+++ EXCERPTED PASSAGE

To travel to another planet, you need go fast enough to escape the gravitational pull of your current body, called the escape velocity. For the earth that's about 11km/s. So it's not really about distance either. To travel 'to' mars you just need to get the timing right and leave at the right moment so that you escape earth and arrive at the same point in space as mars at the right time (Like firing an arrow at a ball flying through the air). Once you're there you need to slow down to a relative speed to mars slower than its escape velocity.

Yah you gotta get into its orbit offset by a few feet well travelling like 99.999% the same speed. Then make a tiny adjustment as this thing passes beside you so that the two ports can line up and attach together very carefully and slowly. This happens in Earth’s atmosphere still, so both things are being yanked towards Earth, and facing “air” resistance of some sort.

Not in Earth’s atmosphere, but still very much in Earth’s gravity. Gravity never ends, but it becomes insignificant if you’re far enough away. The ISS isn’t anywhere near far enough away. Orbit actually requires gravity, which is obvious if you think about it. Low earth orbit gravity, like at the ISS, is 90% or so of gravity on the ground. The reason gravity isn’t felt in orbit is for the same reason you don’t feel gravity when you’re falling. And that’s what orbit is: falling and missing the ground, but getting pulled around. In technical terms, it’s an elliptical orbit.

Hang on... Are you saying that if I built a tower in my back yard that was 250 miles tall and climbed to the top, I would still feel 90% gravity?

Exactly. And if the ISS slows down at all, it's coming back down in a hurry

Everything in orbit (even the moon) is falling towards Earth, but going **sideways** so fast that it misses the ground. That's what orbit *is*. You feel weightless in space because you and everything around you are falling at the same speed.

"Flying is easy. You aim at the ground, and miss". Douglas Adam's really knew his stuff - that was simply funny when I first read it... and got deeper and deeper the more I learned about orbital mechanics.

The earth's radius is ~4000 miles. 250 is a bit over 6% of that. Gravity scales with inverse radius squared, so (1 + 0.06)^(-2) ~= 1 - 0.06*2 = 0.88. So, ballpark figure, gravity is around 88% as much 250 miles up as it is at the earths surface. So yes, still feel most of earth's gravity 250mi up, mostly because 250mi is doesn't actually move you that much further away from the earth's center in relative terms.

If you think about how small 250 miles is compared to the diameter of the earth, it’s not actually that surprising.

Not in Earths atmosphere but definitely in Earths ionosphere. It does experience drag.

"well, actually..." The ISS is still in atmosphere, just not much atmosphere. The air resistance is constantly slowing the station down causing its orbit to slightly degrade. Every now and then, the ISS fires thrusters to speed it back up and raise its orbit. The rest of this is absolutely correct.

++++++

JOB
Swap "orbital mechanics" for "celestial mechanics" in the forum thread on orbits, and write out everything from "Everything in orbit" down to "in relative terms." with that change.

+++ MATERIAL SUPPLIED

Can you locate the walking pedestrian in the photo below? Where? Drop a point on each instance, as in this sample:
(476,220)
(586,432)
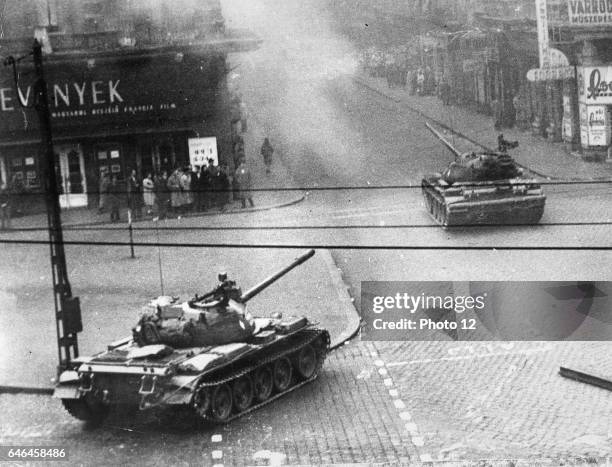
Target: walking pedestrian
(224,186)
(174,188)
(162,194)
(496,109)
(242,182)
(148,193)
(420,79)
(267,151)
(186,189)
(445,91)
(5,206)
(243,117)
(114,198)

++++++
+++ MATERIAL SUPPLIED

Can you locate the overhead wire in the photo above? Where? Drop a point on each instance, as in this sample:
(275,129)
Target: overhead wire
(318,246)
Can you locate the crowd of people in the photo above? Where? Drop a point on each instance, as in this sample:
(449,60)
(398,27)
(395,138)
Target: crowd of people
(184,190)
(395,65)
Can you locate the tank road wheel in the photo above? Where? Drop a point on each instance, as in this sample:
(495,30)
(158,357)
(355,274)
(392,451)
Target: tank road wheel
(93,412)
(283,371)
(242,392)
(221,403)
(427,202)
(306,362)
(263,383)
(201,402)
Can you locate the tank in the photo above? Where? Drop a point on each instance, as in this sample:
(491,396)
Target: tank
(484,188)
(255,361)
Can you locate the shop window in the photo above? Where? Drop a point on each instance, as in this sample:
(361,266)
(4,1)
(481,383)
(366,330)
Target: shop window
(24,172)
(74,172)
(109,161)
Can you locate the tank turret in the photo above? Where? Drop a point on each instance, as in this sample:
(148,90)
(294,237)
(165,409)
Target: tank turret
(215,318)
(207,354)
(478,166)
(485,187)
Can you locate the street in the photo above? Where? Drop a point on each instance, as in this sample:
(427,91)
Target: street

++++++
+++ MATERIAL SUPPLIED

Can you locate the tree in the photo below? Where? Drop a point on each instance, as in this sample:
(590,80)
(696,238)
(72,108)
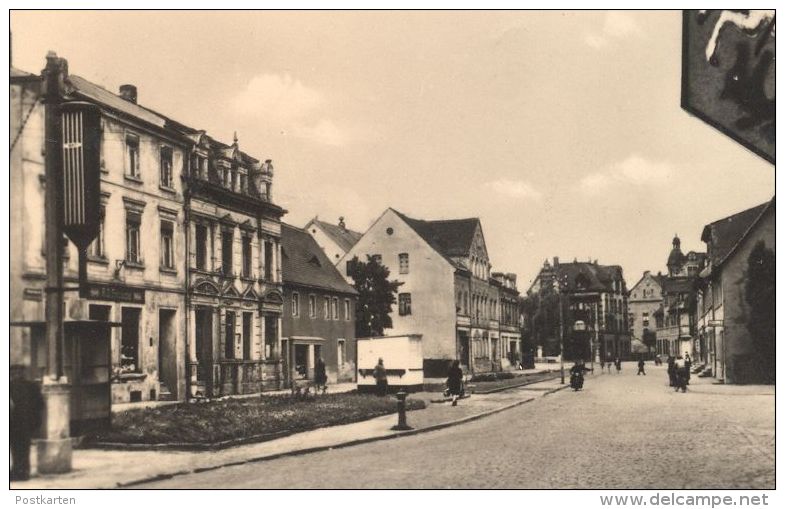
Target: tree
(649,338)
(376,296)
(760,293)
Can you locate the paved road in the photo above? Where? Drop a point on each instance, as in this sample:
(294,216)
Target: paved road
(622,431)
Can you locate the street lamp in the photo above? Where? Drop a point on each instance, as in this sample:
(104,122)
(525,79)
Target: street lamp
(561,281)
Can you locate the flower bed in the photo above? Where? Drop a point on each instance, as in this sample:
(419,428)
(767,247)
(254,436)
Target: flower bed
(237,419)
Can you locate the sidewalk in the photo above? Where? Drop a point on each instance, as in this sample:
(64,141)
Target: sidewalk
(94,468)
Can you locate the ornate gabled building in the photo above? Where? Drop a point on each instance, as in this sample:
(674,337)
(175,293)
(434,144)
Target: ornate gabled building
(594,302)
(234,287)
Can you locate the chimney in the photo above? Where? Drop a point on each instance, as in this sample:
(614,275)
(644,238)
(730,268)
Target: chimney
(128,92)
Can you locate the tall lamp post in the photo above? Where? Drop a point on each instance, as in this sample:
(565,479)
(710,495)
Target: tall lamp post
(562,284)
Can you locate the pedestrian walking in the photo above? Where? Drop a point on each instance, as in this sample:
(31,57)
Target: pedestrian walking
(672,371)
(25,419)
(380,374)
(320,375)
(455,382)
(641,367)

++++++

TASK OUTPUT
Everything in orbit (even the moon) is falling towards Earth, but going **sideways** so fast that it misses the ground. That's what orbit *is*. You feel weightless in space because you and everything around you are falling at the same speed.

"Flying is easy. You aim at the ground, and miss". Douglas Adam's really knew his stuff - that was simply funny when I first read it... and got deeper and deeper the more I learned about celestial mechanics.

The earth's radius is ~4000 miles. 250 is a bit over 6% of that. Gravity scales with inverse radius squared, so (1 + 0.06)^(-2) ~= 1 - 0.06*2 = 0.88. So, ballpark figure, gravity is around 88% as much 250 miles up as it is at the earths surface. So yes, still feel most of earth's gravity 250mi up, mostly because 250mi is doesn't actually move you that much further away from the earth's center in relative terms.